To do –
- A) Translate this sentence from the post on Weisz v Weisz into Spanish: "The size of the estate in Weisz was substantial, if not astronomically so, at c. £4 million."
- B) In the post on Weisz v Weisz, shorten the paragraph beginning "In T v V there was a dispute" into a bulleted list that keeps its main facts.
- C) Continue the post on interim payments in Weisz v Weisz from the point where it stops.
──────── Document passage ────────
Home > Revisiting interim payments in IPFDA 1975 claims: Weisz v Weisz [2019] EWHC 3101 (Fam)

Revisiting interim payments in IPFDA 1975 claims: Weisz v Weisz [2019] EWHC 3101 (Fam)

26th October 2020

Revisiting interim payments in IPFDA 1975 claims: Weisz v Weisz [2019] EWHC 3101 (Fam)

Charlotte John investigates interim payments under the Inheritance (Provision for Family & Dependants) Act

We now have two recent decisions on the subject of interim payments under s. 5 of the Inheritance (Provision for Family and Dependants) Act 1975: the decision of Mrs Justice Lieven in T v V, which I have covered in a recent post here, and now the decision of Mr Justice Francis in Weisz v Weisz and others [2019] EWHC 3101 (Fam).

S. 5 of the 1975 Act confers power upon the court to award interim payments where the applicant is in immediate need of financial assistance and there exists property in the net estate of the deceased which could be made available to meet the applicant’s needs.

In T v V there was a dispute between the parties as to whether or not the claimant, who brought her claim as a cohabitee, was eligible to claim under the 1975 Act. There was evidence on both sides that the court considered to raise arguable points as to the question of the nature of the relationship between the claimant and the deceased and her standing to bring a claim. Conversely, Weisz v Weisz concerns a claim by widow who indisputably has standing to pursue a claim under the 1975 Act. Mr Justice Francis accepted that s.5 orders can be draconian, as Mrs Justice Lieven had put it in T v V and also accepted her analysis of the test to be applied, but noted that the claim before him was a very different one and that it was reasonable to conclude that Mrs Weisz was going to achieve something from her claim. In T v V there was a real possibility that the claimant would achieve nothing and be unable to repay the money she had received.

The size of the estate in Weisz was substantial, if not astronomically so, at c. £4 million. The claimant had been left the deceased’s half share of the matrimonial home (presumably with the result that she would therefore own the matrimonial home outright), which was subject to a mortgage of £200,000 or so.

I note that reports elsewhere state that Mrs Weisz had an interest in the income of the estate under a will trust but that this had been reduced and, following the issue of the claim, stopped altogether. That point is not covered in the judgment, but one can imagine that this would not play well with the judge unless there were some very cogent explanation for the income coming to an end. The claimant had also had the use of a car, which had been leased by the deceased’s company, but this had been removed from her and whilst the judge declined to speculate as to whether this was “spiteful, legitimate, commercial or not”, this again was a matter that excited sympathy from the court.
──────── Dataset entries ────────
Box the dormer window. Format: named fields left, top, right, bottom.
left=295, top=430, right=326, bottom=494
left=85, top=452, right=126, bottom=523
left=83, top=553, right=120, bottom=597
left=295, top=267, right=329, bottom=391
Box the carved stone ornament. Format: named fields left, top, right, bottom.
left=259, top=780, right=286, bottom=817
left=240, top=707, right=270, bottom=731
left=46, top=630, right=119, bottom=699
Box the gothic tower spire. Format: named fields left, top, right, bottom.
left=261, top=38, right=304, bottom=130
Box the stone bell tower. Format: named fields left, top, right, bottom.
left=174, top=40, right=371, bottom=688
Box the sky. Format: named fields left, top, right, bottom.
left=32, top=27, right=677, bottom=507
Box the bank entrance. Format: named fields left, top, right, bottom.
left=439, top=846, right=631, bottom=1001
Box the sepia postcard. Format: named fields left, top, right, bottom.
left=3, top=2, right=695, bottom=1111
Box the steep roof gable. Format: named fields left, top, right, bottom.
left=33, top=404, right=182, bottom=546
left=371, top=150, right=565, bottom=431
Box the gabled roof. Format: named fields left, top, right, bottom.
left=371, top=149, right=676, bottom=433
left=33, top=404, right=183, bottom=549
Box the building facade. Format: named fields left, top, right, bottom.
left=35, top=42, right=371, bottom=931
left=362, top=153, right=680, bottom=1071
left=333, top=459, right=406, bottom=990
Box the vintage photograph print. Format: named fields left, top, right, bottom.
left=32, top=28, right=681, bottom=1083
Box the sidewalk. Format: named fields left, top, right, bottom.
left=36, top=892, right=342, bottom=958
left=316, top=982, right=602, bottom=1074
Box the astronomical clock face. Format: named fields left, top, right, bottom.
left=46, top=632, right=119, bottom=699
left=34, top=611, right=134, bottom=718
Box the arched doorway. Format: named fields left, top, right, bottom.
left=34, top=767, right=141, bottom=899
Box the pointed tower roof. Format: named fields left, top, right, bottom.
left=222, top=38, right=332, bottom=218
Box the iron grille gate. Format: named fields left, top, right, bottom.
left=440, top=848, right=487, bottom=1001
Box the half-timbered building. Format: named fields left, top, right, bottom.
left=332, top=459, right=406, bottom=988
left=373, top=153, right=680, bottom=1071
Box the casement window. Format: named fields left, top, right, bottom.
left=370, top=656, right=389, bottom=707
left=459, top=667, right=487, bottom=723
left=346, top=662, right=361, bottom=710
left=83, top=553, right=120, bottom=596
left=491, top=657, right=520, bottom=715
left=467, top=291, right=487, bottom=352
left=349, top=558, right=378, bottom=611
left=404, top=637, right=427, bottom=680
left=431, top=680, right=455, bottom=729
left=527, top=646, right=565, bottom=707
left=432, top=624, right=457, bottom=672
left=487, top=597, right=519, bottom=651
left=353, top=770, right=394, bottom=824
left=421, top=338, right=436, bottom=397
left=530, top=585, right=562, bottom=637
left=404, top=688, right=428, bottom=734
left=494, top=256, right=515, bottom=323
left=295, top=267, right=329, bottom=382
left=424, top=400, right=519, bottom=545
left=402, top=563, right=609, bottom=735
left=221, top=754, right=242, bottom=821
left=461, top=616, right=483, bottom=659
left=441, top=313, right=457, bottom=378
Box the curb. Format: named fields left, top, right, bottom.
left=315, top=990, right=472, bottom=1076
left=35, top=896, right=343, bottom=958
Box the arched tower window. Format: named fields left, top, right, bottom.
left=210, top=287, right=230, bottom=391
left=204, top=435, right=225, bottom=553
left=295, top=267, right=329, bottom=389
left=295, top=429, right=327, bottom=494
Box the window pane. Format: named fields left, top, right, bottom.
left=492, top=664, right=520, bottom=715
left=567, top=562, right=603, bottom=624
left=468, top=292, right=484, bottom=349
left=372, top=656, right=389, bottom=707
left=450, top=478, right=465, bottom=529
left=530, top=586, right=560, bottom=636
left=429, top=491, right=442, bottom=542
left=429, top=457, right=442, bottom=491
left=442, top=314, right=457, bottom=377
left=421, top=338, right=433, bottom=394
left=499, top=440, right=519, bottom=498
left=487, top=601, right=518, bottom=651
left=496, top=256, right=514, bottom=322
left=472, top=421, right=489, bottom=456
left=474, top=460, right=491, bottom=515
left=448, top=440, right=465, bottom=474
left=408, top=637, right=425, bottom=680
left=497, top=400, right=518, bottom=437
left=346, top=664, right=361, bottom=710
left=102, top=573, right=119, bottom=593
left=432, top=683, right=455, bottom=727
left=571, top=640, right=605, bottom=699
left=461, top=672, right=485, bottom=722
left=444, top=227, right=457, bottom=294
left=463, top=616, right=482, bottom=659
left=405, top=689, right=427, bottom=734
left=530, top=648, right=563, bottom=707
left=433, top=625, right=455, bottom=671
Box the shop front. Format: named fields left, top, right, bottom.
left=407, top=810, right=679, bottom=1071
────────
Outputs –
- A) El patrimonio en Weisz era considerable, aunque no astronómico, de aproximadamente 4 millones de libras.

- B)
- In T v V, the parties disputed whether the claimant, who claimed as a cohabitee, was eligible under the 1975 Act, and the court found arguable points on both sides about the relationship and her standing.
- Weisz v Weisz, by contrast, involves a widow whose standing to claim is beyond dispute.
- Mr Justice Francis agreed with Mrs Justice Lieven that s.5 orders can be draconian and accepted her analysis of the test.
- He found the claim before him very different, since Mrs Weisz could reasonably be expected to achieve something from it.
- In T v V, the claimant might have achieved nothing and been unable to repay the money she had received.

- C)
Mr Justice Francis was also plainly displeased by the level of legal fees that had been incurred in relation to the application. On the application alone, Mrs Weisz had incurred costs of £18,000, the costs of the two defending beneficiaries of the estate were just shy of £39,000 and the executors (one of the beneficiaries and the deceased’s sister) were unable to say what their costs were (a fact that attracted particular criticism) but were presumed by the judge to be about the same as the claimant’s costs, leading to the global costs of the application being something in the region of £74,000. I find myself wondering why it was necessary for the executors to instruct separate counsel from the adult beneficiaries on the application. It may be the case that there are interests of more remote minor and unborn beneficiaries that justify the executors taking a slightly more active role than might be required in a dispute between a claimant and adult beneficiaries alone, however in circumstances where, as Mr Justice Francis noted, the interests of the beneficiaries and the estate were aligned and counsel for the executors adopted almost all the submissions made for the beneficiaries, the separate representation of the executors at the hearing appears somewhat wasteful.

Mrs Weisz sought a lump sum of £75,000, £55,000 of which was sought to cover her costs up to and including an FDR hearing and £20,000 of which was sought in order to repay funds loaned to her by a friend. In addition, she sought income provision of £8,511 per month (£102,131 per annum). The estate offered £4,000 per month.

The judge noted that the exercise under the 1975 Act is not squarely on all fours with the jurisdiction to award maintenance pending suit or interim periodical payments in divorce cases:

I do not accept that the exercise of the discretion is identical. I do not even accept that it is broadly the same, although there are necessarily considerable overlaps. The words “immediate need” seems to me to make it very clear that I have to identify exactly that: an immediate need. Some things which claimants receive in interim periodical payments or maintenance pending suit applications go beyond what might be described as immediate needs. It is not appropriate for me to set out a list of things that might or might not come within that heading. I shall do so only restricted to the specific context of this case.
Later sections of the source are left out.